Directions for this task = The task for the listing below is to write out exactly the lines starting at the one containing "Target: moss-covered rock" and ending at the one containing "Target: sky", both included. Pictures are to be omitted.

Dataset records =
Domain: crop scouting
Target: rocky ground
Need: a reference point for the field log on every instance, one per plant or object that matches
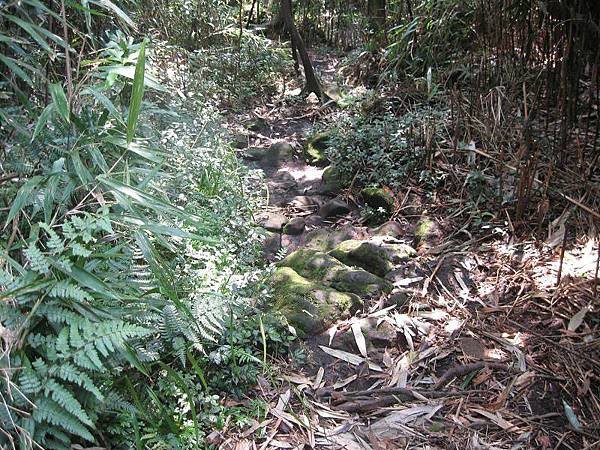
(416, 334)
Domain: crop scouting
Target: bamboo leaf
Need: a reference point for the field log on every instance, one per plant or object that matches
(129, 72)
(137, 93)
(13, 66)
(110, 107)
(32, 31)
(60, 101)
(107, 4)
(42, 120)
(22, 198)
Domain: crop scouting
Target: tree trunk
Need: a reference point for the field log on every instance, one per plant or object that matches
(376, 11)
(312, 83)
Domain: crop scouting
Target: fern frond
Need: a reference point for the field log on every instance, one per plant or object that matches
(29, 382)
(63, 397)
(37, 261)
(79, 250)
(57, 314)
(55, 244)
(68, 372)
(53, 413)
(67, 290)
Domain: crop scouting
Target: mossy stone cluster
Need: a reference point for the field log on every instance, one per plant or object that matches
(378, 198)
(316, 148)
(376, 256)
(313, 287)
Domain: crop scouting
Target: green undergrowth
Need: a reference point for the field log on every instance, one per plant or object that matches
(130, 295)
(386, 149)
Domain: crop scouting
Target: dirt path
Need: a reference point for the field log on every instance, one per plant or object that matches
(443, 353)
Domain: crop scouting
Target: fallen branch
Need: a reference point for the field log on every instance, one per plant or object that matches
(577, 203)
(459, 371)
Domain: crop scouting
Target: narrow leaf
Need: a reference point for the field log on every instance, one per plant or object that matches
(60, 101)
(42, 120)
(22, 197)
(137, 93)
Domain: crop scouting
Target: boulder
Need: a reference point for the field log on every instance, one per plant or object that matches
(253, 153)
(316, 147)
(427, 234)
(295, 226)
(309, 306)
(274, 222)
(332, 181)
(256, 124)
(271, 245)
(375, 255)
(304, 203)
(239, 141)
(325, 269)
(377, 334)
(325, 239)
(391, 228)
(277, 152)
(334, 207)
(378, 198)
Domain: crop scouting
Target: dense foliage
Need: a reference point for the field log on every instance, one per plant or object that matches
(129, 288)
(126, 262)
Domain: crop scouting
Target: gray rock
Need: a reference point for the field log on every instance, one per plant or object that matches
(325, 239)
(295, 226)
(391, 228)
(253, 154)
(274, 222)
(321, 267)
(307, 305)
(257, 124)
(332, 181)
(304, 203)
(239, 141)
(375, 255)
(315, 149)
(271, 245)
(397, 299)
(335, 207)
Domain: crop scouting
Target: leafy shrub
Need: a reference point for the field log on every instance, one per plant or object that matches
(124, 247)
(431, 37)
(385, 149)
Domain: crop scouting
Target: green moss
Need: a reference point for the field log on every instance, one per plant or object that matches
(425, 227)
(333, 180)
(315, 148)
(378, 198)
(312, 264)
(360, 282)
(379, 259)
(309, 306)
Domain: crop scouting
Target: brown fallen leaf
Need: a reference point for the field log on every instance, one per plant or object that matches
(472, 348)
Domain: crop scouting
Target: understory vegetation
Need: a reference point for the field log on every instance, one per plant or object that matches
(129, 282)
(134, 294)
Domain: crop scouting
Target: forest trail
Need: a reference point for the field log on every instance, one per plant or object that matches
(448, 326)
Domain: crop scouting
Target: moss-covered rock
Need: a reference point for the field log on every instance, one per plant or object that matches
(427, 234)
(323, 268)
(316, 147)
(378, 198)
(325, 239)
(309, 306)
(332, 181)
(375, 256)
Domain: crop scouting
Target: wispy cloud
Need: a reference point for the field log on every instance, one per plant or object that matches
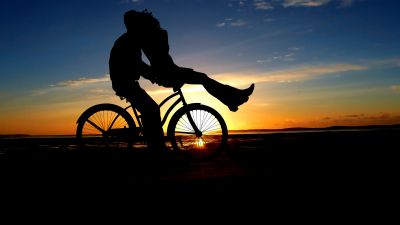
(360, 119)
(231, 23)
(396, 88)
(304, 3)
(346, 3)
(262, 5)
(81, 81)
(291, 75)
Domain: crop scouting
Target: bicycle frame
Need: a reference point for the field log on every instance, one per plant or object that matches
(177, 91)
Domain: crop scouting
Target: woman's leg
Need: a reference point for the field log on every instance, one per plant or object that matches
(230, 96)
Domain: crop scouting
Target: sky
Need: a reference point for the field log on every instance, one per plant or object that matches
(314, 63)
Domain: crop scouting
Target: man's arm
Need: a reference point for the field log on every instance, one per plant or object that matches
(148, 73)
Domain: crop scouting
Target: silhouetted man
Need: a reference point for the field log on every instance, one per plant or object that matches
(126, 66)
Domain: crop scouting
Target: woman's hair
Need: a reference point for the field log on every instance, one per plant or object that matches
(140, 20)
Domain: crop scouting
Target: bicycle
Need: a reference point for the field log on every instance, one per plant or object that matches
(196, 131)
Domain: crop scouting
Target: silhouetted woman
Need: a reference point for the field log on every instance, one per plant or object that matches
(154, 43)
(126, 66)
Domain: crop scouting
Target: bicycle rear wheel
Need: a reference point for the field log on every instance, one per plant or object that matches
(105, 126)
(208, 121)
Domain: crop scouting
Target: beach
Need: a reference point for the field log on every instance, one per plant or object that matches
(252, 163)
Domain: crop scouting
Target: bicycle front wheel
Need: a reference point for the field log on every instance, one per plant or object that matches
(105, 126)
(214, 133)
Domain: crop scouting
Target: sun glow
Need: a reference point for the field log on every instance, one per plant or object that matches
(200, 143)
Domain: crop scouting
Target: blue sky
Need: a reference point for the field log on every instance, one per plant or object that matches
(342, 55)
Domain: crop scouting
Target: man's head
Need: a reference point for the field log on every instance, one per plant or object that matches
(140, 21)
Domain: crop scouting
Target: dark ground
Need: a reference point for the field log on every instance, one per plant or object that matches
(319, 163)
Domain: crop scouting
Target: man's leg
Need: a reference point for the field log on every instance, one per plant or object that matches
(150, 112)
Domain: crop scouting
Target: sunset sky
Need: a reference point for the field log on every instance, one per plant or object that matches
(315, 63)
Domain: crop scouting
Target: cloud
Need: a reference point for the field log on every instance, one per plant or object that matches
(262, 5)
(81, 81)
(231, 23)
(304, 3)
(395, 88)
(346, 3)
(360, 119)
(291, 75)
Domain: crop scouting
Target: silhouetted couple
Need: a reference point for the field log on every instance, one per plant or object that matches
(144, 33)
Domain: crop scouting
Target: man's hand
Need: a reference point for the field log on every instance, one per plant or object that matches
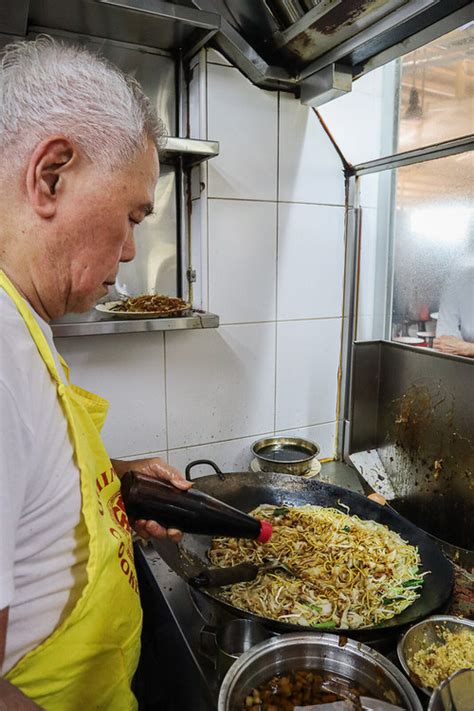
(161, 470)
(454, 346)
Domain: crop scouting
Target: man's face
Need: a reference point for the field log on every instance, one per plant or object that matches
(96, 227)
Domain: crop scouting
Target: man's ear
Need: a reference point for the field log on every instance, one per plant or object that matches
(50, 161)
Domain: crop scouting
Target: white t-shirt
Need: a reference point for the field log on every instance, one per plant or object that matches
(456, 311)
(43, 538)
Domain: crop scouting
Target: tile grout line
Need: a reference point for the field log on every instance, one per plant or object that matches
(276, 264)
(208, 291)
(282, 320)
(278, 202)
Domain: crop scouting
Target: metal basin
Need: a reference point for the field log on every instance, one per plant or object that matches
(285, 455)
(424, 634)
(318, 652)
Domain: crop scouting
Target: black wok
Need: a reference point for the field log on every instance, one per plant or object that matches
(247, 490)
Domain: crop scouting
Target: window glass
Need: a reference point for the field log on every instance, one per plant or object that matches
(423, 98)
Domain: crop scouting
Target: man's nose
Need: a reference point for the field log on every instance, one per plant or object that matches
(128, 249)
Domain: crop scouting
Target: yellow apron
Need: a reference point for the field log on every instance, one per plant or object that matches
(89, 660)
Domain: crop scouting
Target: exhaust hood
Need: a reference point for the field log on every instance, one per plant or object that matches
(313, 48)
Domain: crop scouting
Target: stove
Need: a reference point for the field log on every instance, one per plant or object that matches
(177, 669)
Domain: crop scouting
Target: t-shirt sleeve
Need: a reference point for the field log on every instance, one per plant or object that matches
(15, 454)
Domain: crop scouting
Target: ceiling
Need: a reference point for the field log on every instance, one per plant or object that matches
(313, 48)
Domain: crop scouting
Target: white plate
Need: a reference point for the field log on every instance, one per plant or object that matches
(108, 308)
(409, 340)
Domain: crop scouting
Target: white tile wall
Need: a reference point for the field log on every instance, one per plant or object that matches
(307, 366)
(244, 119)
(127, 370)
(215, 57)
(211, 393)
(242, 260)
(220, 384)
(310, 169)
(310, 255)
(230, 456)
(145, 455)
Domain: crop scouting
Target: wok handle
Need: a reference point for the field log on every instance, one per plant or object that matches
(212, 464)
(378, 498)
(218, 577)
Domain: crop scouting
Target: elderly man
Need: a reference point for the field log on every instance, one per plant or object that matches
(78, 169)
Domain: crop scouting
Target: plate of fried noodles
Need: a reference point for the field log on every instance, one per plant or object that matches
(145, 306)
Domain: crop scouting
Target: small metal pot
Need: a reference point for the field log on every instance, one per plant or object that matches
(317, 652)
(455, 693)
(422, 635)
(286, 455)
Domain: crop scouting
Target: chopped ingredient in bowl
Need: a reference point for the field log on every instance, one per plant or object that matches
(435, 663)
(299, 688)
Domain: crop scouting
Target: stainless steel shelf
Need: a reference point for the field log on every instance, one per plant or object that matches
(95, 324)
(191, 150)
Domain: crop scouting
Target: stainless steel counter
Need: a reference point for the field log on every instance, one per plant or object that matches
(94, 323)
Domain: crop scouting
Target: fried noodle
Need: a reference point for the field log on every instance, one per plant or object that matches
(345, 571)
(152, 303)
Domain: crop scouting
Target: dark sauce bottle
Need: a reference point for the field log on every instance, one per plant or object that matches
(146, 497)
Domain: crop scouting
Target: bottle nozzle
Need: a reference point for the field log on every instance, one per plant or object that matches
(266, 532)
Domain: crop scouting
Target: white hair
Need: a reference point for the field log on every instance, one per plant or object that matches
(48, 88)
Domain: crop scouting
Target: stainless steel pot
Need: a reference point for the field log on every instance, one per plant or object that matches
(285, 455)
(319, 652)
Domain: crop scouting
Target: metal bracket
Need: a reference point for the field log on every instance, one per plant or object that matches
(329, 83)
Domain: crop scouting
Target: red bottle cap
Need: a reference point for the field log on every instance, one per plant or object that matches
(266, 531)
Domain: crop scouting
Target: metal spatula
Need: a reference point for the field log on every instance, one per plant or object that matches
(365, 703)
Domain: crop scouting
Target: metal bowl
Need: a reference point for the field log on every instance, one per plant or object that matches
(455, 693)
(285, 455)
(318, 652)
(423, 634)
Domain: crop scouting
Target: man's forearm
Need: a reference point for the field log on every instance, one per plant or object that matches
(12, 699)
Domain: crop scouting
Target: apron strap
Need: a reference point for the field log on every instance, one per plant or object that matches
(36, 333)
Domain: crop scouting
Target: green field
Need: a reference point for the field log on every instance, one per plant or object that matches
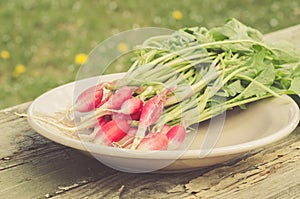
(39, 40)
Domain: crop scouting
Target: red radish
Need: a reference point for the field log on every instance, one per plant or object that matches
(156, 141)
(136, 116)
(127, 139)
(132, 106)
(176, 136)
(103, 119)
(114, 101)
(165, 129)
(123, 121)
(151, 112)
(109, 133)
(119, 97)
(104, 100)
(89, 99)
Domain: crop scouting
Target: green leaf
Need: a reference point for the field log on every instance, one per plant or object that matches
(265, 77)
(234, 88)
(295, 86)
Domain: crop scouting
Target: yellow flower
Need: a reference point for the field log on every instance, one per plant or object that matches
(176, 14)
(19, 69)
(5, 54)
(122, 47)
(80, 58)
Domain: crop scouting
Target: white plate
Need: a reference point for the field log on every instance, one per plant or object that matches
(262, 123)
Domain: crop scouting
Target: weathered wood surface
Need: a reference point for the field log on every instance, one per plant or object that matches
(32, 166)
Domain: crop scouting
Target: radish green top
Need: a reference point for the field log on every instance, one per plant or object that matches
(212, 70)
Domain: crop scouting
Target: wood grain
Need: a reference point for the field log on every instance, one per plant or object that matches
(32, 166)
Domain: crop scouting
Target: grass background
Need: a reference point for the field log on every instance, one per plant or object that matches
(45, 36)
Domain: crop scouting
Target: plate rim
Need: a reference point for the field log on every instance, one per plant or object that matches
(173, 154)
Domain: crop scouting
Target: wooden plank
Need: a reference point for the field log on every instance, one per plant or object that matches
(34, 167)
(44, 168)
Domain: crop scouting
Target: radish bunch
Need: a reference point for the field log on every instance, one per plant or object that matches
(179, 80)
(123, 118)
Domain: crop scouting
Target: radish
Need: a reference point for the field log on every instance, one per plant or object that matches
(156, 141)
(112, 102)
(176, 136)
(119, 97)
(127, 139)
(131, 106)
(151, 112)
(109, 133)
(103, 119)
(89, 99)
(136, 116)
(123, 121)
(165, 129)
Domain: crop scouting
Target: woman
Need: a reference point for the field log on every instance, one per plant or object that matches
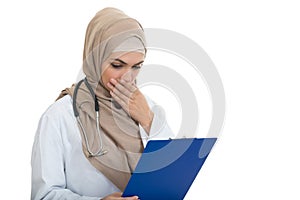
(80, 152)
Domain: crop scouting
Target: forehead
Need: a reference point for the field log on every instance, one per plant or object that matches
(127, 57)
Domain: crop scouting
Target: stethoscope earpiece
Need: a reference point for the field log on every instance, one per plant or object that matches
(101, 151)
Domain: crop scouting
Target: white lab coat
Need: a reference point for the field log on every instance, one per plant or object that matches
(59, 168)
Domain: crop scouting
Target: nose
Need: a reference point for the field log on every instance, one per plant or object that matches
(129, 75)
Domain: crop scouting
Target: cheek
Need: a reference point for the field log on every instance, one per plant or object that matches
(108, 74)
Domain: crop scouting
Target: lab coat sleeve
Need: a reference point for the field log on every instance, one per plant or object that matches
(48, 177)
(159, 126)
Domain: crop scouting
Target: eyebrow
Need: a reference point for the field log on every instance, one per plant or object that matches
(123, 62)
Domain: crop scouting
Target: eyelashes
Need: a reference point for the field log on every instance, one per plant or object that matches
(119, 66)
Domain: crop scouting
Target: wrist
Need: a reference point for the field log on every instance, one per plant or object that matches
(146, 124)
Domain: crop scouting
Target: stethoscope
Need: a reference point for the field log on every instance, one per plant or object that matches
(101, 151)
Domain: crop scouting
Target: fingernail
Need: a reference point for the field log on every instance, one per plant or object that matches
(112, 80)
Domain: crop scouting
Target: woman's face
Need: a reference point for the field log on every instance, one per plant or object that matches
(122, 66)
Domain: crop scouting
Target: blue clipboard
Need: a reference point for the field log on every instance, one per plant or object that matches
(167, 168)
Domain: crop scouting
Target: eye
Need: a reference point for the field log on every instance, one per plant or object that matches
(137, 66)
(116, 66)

Expected output =
Target: moss-covered rock
Need: a reference point for the field log on every instance, one per plant or object that matches
(427, 234)
(323, 268)
(316, 147)
(378, 198)
(325, 239)
(309, 306)
(332, 181)
(375, 256)
Domain: crop scouting
Target: wispy cloud
Need: a reference point for the field log on every instance, one per plant or object that matches
(360, 119)
(231, 23)
(396, 88)
(304, 3)
(346, 3)
(262, 5)
(81, 81)
(291, 75)
Domain: crop scouting
Target: bicycle frame
Need: a reference point for the field log on every instance, one per plant or object that matches
(177, 91)
Domain: crop scouting
Target: woman's leg
Need: a reference point for the field log on every instance, one per plant or object that matches
(230, 96)
Domain: crop scouting
Target: sky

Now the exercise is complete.